━━━ READING TEXT
Storage Requirements

State Categories

State Type	Storage System	Size	Access Pattern
Resource Inventory (current)	etcd / Redis	500 MB	Read-heavy, strong consistency
Active Allocations	etcd / Redis	2 GB	Read-write, strong consistency
Scheduling Queue	In-memory + WAL	200 MB	Write-heavy, ordered
Quota State	etcd / PostgreSQL	100 MB	Read-heavy, strong consistency
Node Health/Heartbeats	In-memory + Redis	1 GB	Write-heavy, time-series
Allocation History	PostgreSQL / ClickHouse	5 TB/year	Append-only, analytical
Audit Logs	Kafka → S3	10 TB/year	Append-only, compliance
Metrics/Telemetry	Prometheus / InfluxDB	2 TB/year	Time-series, aggregated

etcd Constraints (Critical Path)

etcd Limitations (Kubernetes reference):
- Max database size: 8 GB (recommended)
- Max request size: 1.5 MB
- Max key-value size: 1.5 MB
- Recommended QPS: < 10,000 read/sec, < 1,000 write/sec
- Raft consensus latency: 1-10ms (same datacenter)
━━━━━━
━━━ DATA SUPPLIED
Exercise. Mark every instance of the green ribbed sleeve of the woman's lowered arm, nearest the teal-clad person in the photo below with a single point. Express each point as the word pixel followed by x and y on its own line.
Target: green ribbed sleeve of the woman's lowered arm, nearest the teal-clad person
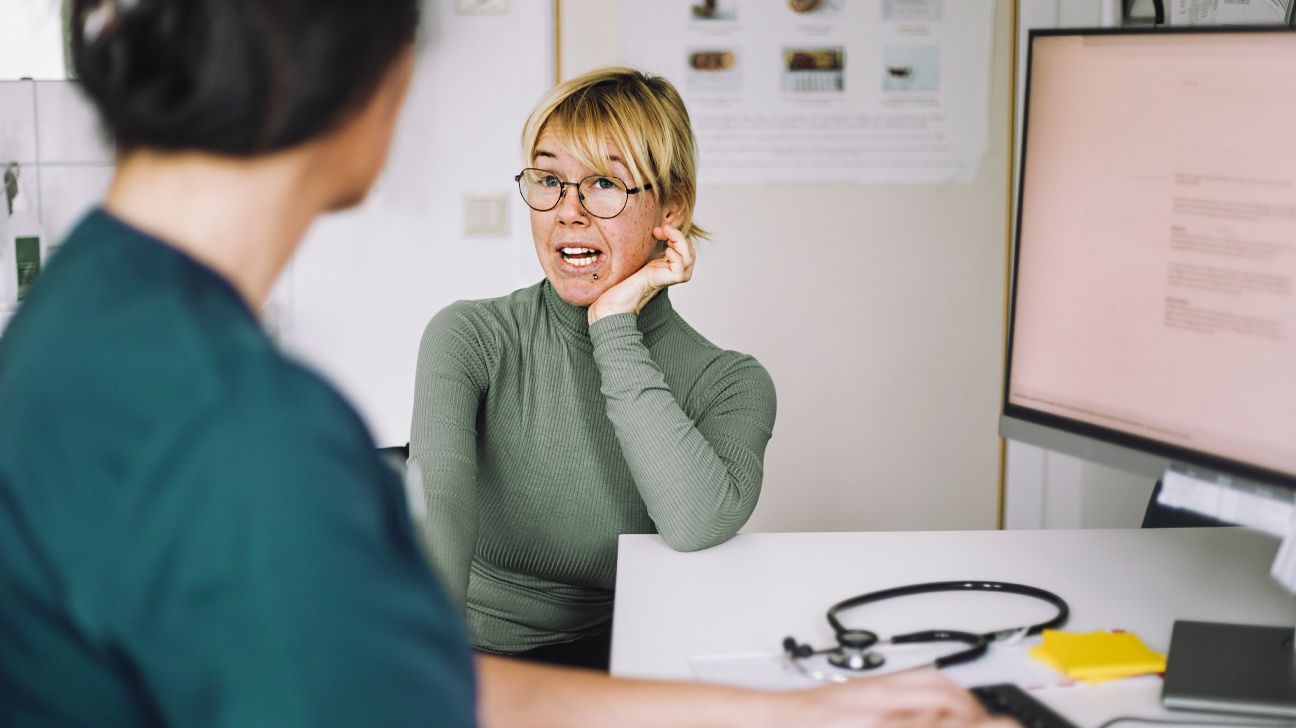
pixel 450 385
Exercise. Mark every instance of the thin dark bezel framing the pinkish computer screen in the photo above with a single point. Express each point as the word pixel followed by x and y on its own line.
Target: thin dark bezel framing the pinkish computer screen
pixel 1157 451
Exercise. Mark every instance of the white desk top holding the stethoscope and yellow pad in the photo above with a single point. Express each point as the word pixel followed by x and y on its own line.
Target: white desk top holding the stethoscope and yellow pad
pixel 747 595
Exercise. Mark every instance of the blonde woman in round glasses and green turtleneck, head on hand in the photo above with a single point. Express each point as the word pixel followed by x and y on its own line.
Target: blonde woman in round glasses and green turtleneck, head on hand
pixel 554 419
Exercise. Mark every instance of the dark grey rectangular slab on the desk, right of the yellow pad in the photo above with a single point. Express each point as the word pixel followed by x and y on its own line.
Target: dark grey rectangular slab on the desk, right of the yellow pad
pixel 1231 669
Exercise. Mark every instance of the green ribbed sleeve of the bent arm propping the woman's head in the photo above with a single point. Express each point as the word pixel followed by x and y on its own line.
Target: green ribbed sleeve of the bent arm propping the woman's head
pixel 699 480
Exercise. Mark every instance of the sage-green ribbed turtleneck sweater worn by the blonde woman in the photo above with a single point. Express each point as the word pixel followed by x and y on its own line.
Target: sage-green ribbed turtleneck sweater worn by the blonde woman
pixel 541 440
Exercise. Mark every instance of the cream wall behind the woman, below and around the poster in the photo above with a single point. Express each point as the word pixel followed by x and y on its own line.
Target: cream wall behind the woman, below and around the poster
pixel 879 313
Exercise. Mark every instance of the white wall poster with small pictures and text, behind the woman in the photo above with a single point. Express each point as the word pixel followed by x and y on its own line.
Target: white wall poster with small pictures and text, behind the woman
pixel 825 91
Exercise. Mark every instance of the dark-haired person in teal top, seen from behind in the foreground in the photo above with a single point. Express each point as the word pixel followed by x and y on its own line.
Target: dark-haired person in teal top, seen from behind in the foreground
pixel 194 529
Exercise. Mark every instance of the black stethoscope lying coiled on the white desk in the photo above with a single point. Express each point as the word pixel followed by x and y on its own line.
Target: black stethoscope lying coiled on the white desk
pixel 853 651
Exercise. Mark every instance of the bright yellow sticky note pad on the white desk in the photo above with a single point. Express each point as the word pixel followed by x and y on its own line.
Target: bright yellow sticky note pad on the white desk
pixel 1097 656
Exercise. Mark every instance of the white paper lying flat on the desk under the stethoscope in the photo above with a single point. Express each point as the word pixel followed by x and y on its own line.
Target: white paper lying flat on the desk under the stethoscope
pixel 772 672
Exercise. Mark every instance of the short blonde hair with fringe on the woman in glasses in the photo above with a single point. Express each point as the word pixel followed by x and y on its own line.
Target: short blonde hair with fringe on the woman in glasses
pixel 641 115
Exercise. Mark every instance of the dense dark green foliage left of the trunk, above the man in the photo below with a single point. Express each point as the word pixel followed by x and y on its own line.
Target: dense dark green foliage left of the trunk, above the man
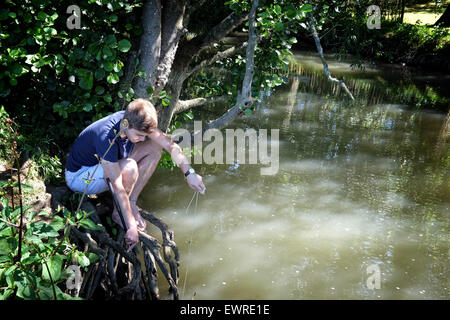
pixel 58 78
━━━━━━
━━━ DATA SUPPLIED
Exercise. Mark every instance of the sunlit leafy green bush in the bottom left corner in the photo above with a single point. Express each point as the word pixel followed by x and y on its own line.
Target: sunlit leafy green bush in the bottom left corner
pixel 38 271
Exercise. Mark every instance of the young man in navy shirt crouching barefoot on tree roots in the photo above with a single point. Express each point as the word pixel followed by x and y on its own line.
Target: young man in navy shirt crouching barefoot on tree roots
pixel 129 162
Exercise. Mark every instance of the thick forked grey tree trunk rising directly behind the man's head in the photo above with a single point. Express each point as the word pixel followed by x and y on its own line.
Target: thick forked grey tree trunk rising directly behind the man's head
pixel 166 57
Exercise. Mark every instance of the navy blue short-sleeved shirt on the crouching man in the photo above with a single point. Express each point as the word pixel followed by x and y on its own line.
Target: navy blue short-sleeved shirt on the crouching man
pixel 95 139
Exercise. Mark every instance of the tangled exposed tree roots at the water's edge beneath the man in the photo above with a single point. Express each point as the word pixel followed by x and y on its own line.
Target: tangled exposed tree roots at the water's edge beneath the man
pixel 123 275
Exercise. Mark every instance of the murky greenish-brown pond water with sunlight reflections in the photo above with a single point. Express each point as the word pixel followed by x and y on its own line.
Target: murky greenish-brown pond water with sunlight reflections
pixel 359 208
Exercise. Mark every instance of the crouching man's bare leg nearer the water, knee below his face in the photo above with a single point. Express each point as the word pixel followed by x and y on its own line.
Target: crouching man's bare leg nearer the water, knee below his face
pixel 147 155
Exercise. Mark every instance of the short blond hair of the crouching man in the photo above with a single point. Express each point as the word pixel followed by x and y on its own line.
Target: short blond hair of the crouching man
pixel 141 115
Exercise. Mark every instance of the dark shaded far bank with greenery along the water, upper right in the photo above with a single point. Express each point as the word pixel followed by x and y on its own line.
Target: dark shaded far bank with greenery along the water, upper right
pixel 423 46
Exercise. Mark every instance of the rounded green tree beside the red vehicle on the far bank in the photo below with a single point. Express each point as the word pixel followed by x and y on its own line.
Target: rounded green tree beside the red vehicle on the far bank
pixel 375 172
━━━━━━
** ACTIONS TO TAKE **
(A) Update the storage requirements text between "State Categories" and "Constraints (Critical Path)", inclusive, writing "Memcached" in place of "Redis".
(B) According to the storage requirements text, what is the recommended maximum database size for etcd?
These stored items are separate material, apart from the storage requirements text.

** EXPECTED OUTPUTS **
(A)
State Categories

State Type	Storage System	Size	Access Pattern
Resource Inventory (current)	etcd / Memcached	500 MB	Read-heavy, strong consistency
Active Allocations	etcd / Memcached	2 GB	Read-write, strong consistency
Scheduling Queue	In-memory + WAL	200 MB	Write-heavy, ordered
Quota State	etcd / PostgreSQL	100 MB	Read-heavy, strong consistency
Node Health/Heartbeats	In-memory + Memcached	1 GB	Write-heavy, time-series
Allocation History	PostgreSQL / ClickHouse	5 TB/year	Append-only, analytical
Audit Logs	Kafka → S3	10 TB/year	Append-only, compliance
Metrics/Telemetry	Prometheus / InfluxDB	2 TB/year	Time-series, aggregated

etcd Constraints (Critical Path)

(B) 8 GB